***** Dataset entries *****

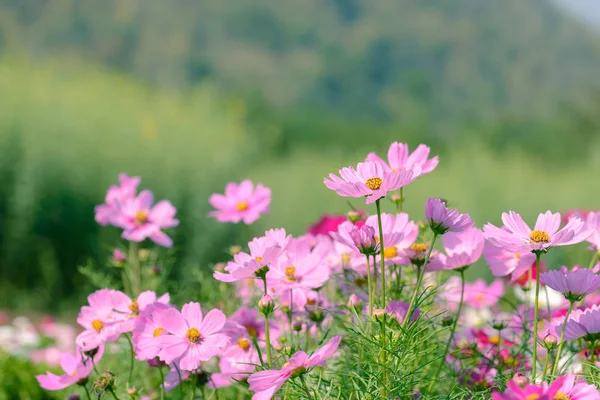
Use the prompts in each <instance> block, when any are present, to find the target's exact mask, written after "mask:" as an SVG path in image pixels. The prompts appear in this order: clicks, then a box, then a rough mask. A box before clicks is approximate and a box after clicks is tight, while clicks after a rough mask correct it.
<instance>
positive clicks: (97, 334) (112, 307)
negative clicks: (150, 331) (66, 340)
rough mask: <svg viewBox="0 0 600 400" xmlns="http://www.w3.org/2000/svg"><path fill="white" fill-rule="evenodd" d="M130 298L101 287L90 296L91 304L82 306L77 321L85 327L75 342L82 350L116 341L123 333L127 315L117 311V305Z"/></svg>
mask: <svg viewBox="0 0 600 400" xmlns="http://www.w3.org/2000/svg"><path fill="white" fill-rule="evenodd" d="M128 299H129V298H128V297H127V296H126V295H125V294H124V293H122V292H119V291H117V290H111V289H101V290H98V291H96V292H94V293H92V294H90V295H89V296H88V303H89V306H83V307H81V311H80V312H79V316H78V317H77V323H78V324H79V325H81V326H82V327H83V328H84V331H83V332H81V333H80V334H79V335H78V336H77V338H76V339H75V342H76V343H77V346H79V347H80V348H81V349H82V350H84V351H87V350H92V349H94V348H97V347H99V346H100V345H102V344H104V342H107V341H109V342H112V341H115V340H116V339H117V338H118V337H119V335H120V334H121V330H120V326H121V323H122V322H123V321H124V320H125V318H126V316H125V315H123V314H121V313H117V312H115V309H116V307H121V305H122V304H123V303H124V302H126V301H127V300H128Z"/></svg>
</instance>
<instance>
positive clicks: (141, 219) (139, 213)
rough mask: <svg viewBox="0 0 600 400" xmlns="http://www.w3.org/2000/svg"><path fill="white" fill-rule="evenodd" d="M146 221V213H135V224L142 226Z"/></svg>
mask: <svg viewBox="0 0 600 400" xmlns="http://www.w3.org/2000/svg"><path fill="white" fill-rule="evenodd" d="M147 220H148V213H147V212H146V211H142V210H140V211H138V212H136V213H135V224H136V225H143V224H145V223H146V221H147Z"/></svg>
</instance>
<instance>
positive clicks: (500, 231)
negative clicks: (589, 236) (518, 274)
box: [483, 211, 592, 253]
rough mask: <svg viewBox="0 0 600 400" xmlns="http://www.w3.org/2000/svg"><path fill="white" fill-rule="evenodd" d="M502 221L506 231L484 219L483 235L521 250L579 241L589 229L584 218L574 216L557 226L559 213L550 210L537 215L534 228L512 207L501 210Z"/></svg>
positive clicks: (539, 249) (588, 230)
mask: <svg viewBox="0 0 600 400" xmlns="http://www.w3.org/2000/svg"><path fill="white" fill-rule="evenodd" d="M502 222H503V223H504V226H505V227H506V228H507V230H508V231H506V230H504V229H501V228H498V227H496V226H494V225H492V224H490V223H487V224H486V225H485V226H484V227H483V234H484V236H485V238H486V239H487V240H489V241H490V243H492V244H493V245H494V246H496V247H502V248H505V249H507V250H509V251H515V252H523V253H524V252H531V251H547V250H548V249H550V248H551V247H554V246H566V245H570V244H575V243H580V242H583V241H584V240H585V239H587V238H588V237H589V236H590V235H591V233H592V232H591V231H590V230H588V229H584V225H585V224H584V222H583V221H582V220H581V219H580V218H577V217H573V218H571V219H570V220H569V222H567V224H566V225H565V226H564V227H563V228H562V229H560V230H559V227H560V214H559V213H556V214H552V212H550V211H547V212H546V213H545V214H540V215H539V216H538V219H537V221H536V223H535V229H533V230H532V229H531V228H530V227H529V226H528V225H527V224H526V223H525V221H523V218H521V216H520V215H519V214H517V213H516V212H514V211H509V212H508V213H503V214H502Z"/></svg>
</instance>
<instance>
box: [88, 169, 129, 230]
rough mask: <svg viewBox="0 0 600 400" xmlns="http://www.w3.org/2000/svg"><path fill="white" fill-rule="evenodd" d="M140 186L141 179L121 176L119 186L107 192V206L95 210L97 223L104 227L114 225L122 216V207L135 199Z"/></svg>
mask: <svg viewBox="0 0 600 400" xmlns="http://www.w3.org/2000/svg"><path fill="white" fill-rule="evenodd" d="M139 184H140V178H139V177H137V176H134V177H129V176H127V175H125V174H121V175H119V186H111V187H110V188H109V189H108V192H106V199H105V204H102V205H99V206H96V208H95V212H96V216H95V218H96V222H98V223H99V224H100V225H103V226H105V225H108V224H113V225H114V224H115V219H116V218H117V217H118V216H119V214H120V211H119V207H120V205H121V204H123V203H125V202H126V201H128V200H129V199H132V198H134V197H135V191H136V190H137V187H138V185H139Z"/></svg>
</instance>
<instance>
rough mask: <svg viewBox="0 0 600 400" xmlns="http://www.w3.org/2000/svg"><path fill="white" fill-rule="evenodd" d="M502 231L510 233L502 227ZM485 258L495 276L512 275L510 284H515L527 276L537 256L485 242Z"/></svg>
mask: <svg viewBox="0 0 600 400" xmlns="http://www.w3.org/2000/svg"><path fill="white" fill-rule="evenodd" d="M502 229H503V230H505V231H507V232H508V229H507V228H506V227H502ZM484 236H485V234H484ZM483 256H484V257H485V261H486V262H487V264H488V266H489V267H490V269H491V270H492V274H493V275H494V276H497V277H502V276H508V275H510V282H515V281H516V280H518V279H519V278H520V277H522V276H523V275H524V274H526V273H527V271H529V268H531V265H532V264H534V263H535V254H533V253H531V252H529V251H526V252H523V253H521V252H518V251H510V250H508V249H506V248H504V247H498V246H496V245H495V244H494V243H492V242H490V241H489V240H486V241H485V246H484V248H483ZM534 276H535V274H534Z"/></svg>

*****
***** Dataset entries *****

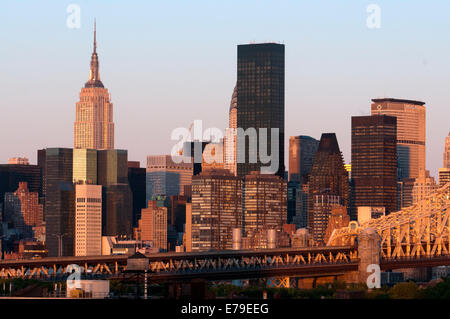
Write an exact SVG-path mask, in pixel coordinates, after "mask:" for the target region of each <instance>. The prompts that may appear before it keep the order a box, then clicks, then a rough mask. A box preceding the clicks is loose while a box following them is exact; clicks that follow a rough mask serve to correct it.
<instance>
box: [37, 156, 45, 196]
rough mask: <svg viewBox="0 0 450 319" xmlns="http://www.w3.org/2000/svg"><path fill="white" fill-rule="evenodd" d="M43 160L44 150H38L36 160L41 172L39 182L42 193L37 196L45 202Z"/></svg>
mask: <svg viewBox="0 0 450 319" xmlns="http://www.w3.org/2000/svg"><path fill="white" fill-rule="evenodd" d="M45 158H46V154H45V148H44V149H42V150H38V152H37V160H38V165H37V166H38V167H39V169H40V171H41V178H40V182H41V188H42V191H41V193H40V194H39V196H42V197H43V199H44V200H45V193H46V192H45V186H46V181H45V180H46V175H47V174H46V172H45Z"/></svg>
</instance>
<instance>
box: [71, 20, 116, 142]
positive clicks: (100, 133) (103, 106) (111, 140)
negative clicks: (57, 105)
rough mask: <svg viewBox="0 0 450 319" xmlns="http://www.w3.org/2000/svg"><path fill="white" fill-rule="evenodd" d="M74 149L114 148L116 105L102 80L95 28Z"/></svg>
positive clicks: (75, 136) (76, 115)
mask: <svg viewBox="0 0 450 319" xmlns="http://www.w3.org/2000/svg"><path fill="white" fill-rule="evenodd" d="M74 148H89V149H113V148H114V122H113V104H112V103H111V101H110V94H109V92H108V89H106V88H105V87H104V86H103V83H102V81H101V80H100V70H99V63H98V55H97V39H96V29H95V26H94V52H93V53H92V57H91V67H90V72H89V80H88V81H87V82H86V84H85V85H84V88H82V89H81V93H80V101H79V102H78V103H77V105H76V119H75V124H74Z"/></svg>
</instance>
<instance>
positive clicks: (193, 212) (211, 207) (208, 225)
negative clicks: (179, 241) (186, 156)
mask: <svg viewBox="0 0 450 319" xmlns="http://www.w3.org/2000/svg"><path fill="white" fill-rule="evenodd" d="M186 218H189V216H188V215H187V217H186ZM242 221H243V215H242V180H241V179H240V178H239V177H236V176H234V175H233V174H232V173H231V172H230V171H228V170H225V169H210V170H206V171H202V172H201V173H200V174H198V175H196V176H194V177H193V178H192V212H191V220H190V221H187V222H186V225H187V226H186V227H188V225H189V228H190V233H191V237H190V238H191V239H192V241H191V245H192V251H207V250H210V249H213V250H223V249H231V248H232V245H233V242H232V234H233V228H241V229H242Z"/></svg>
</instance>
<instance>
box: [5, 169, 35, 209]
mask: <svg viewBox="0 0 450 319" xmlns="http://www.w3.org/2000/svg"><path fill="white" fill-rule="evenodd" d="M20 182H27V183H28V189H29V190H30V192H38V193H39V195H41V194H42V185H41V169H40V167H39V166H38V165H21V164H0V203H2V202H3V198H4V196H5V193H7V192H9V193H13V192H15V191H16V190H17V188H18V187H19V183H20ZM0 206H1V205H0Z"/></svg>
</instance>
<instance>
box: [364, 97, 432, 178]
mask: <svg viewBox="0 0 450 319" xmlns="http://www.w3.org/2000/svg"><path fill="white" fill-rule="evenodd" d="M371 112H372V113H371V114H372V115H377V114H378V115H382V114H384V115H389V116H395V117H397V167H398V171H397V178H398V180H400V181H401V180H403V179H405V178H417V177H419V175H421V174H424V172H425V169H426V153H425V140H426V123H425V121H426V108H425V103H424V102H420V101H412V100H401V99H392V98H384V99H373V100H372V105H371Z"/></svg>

*****

• What is expected:
Transcribe the lines above between the line holding "Write an exact" and the line holding "149L114 148L116 105L102", inclusive, exactly as they stand and with nothing added.

• Solution to this task:
Write an exact SVG-path mask, in pixel coordinates, after "mask:" for the target region of each <instance>. The prompts that may appear before it keep the order a box, then clicks, then a rough mask. A box preceding the clicks is loose while a box following them is exact; clicks that follow a rough mask serve to correct it.
<instance>
box: [37, 156, 45, 196]
rough mask: <svg viewBox="0 0 450 319" xmlns="http://www.w3.org/2000/svg"><path fill="white" fill-rule="evenodd" d="M43 160L44 150H38L36 160L41 172L39 182L42 193L37 196L45 202Z"/></svg>
mask: <svg viewBox="0 0 450 319" xmlns="http://www.w3.org/2000/svg"><path fill="white" fill-rule="evenodd" d="M45 158H46V154H45V148H44V149H42V150H38V152H37V160H38V165H37V166H38V167H39V169H40V171H41V178H40V182H41V188H42V191H41V193H40V194H39V196H42V197H43V199H44V200H45V193H46V192H45V186H46V181H45V180H46V175H47V174H46V172H45Z"/></svg>
</instance>
<instance>
box: [71, 20, 116, 142]
positive clicks: (100, 133) (103, 106) (111, 140)
negative clicks: (57, 105)
rough mask: <svg viewBox="0 0 450 319" xmlns="http://www.w3.org/2000/svg"><path fill="white" fill-rule="evenodd" d="M74 149L114 148L116 105L102 80L95 28Z"/></svg>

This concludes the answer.